The records
——

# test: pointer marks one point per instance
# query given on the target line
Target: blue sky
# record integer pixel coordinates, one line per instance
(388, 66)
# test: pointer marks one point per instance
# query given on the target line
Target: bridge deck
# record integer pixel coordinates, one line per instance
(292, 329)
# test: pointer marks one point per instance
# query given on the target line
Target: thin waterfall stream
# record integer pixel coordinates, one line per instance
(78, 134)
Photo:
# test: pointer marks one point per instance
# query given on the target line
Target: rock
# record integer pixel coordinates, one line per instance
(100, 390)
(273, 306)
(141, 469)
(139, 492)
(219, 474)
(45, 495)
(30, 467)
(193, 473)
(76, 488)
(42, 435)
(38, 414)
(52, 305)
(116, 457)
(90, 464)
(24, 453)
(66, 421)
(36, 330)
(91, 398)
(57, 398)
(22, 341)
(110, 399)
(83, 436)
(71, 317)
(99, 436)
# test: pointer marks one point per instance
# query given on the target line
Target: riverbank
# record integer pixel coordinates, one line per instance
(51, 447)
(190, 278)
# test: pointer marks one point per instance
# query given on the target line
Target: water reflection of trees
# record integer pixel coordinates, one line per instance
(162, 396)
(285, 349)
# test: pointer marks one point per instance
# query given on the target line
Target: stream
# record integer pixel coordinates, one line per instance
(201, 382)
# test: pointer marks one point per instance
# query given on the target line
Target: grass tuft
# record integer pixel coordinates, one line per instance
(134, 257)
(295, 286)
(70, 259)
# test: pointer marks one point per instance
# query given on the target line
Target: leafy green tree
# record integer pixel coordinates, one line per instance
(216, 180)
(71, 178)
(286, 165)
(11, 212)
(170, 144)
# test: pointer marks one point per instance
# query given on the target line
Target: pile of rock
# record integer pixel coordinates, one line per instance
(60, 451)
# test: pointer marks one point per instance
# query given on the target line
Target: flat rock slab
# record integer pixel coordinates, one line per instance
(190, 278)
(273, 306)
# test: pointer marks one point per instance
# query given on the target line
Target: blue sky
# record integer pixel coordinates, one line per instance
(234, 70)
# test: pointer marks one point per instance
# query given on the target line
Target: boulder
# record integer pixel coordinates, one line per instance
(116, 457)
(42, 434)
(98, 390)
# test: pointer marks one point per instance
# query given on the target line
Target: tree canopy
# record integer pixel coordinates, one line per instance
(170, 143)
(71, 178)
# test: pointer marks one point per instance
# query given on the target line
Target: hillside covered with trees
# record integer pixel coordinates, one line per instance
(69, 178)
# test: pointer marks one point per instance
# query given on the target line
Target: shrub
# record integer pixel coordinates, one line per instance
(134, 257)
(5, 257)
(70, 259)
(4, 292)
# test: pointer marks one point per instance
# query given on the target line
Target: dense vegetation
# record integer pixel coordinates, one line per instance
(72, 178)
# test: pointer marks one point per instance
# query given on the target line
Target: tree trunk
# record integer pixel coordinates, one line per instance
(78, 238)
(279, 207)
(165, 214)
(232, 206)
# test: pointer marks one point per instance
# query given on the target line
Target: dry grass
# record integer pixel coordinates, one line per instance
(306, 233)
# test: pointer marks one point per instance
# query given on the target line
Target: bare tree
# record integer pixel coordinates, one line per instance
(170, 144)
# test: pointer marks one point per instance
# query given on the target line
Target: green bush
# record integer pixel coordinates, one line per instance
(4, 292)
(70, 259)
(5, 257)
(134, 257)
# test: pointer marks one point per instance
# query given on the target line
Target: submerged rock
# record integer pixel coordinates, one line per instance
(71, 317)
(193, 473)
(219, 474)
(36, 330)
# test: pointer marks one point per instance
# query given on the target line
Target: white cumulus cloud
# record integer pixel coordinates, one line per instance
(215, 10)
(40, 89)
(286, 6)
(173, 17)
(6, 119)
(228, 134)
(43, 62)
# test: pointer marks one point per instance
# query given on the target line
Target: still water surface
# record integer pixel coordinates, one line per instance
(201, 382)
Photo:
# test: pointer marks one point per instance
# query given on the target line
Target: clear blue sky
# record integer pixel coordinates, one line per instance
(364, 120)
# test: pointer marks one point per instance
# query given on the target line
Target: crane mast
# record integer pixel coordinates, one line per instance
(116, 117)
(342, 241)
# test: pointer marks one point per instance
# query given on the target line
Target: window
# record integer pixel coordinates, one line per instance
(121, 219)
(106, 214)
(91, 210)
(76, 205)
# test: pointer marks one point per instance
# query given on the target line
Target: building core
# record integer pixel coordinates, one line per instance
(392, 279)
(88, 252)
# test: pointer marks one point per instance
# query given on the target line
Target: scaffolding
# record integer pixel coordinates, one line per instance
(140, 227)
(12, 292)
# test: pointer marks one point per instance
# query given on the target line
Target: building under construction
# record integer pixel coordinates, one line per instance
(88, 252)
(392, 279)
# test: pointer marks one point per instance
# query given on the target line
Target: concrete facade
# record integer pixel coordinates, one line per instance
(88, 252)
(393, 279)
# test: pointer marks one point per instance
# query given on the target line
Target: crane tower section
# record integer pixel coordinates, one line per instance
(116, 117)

——

Exercise task
Identify each line above that contains the word "crane" and copy every such line in full.

Complete response
Target: crane mast
Target: crane tower section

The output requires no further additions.